_Work to be completed_. Please count the lines in the entries below that contain the word "plastic", treating uppercase and lowercase as different, and give only that number.

_Listed entries_.
— START —
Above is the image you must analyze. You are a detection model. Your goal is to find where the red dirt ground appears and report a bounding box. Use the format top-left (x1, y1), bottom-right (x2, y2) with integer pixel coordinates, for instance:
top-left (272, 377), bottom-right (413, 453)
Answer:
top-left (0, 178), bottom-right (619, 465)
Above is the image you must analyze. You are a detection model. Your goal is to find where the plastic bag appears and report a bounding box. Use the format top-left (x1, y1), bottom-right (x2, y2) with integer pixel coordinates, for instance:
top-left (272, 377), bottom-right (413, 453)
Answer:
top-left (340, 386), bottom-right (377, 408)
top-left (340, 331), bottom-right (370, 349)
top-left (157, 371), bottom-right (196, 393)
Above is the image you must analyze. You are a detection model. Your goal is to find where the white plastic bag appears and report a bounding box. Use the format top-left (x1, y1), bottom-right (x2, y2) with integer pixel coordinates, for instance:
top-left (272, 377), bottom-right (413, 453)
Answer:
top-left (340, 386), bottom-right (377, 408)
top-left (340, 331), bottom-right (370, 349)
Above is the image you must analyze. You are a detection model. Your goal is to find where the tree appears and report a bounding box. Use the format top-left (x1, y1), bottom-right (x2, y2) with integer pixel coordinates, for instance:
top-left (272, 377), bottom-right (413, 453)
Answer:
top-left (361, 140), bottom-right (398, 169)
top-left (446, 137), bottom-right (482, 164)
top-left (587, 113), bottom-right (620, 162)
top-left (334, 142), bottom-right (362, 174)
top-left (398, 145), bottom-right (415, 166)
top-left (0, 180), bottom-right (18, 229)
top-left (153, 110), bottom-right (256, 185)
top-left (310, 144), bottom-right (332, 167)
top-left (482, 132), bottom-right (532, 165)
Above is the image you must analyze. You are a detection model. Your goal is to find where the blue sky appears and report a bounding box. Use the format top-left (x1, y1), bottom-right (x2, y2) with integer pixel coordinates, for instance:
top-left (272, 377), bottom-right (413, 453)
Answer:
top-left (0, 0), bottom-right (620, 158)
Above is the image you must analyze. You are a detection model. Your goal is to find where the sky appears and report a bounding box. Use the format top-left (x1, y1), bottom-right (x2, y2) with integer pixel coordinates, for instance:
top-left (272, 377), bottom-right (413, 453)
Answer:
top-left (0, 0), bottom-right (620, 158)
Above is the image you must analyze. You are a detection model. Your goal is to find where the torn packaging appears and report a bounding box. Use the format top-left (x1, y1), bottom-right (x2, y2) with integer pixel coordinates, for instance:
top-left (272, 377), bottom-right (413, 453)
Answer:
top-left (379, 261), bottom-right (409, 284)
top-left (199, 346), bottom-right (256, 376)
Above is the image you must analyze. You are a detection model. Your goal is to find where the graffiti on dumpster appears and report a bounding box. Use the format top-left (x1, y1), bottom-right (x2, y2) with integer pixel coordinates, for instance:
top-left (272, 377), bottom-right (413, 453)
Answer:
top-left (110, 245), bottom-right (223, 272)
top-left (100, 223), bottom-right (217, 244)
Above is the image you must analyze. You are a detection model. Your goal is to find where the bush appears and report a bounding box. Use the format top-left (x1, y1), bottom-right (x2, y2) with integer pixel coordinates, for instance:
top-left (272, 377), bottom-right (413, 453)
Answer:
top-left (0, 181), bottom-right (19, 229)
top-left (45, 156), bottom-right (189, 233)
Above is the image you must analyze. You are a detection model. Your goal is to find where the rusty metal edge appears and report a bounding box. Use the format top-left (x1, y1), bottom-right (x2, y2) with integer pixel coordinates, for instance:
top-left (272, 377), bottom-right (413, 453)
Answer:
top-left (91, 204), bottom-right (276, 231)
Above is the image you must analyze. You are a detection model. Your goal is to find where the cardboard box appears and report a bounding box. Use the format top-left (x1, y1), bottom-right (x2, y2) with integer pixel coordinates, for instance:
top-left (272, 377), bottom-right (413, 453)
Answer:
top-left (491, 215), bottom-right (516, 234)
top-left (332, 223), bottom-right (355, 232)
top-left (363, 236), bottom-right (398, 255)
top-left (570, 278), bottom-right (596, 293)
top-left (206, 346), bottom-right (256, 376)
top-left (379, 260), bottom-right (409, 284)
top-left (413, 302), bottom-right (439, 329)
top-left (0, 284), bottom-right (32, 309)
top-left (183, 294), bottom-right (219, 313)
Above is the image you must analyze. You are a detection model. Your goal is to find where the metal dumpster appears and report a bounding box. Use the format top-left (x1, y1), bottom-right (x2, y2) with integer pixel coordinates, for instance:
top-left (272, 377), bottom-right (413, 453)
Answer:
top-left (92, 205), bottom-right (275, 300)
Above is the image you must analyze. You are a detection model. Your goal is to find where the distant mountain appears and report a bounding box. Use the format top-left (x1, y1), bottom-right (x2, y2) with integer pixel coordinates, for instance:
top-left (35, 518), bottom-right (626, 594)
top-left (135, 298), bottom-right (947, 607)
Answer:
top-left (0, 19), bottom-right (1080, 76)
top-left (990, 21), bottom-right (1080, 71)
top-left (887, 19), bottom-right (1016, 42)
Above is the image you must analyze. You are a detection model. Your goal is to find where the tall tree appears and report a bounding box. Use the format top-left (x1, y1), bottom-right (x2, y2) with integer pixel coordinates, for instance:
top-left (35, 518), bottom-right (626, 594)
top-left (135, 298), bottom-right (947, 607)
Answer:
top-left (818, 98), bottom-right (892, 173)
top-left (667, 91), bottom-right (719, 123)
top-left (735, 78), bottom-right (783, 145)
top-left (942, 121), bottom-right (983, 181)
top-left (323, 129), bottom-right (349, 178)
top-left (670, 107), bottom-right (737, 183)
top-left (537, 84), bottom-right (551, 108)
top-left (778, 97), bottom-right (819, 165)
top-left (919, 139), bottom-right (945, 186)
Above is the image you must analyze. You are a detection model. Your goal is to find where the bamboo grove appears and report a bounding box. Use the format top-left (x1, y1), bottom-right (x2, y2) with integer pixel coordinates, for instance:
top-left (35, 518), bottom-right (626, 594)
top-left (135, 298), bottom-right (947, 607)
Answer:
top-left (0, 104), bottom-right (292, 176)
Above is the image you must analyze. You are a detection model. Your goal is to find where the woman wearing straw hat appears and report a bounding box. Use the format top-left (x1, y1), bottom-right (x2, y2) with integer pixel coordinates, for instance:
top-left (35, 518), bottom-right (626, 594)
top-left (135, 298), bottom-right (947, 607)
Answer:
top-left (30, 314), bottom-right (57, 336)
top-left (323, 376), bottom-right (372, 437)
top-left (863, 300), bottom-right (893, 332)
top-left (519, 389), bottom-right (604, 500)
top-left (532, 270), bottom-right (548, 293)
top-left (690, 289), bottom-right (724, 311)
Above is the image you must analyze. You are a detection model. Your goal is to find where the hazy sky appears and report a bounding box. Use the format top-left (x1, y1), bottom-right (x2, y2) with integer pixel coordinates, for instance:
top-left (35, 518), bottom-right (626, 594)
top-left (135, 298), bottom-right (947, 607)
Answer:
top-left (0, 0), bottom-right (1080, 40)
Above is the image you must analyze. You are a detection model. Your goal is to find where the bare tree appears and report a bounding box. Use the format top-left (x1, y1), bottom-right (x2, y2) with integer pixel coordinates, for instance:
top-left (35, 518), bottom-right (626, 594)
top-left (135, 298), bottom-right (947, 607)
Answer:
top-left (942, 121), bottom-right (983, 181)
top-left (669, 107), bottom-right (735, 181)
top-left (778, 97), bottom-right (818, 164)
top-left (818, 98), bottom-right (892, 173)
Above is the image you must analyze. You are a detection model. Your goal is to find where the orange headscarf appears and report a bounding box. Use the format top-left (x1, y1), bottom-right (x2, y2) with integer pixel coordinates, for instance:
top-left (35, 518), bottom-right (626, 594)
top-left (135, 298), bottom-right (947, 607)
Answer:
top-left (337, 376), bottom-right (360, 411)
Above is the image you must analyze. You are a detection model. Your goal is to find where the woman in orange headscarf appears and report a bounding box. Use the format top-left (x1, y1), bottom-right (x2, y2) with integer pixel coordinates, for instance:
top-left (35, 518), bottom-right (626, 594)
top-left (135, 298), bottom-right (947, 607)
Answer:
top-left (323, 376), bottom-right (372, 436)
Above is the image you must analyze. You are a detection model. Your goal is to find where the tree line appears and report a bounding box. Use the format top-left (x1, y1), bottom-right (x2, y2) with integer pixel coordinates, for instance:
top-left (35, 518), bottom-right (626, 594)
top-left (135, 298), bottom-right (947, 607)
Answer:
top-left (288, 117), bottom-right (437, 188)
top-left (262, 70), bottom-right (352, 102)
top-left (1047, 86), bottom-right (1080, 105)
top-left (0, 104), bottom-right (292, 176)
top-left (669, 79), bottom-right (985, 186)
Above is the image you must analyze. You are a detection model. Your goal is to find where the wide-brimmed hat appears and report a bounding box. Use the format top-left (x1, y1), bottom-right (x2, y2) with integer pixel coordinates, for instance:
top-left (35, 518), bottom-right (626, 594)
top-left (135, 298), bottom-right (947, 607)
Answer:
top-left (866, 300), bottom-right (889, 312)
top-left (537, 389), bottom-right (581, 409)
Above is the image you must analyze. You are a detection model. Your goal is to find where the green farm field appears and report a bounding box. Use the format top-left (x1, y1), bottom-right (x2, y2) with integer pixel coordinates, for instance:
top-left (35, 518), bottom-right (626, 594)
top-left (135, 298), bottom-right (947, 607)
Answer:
— END —
_Final result_. 2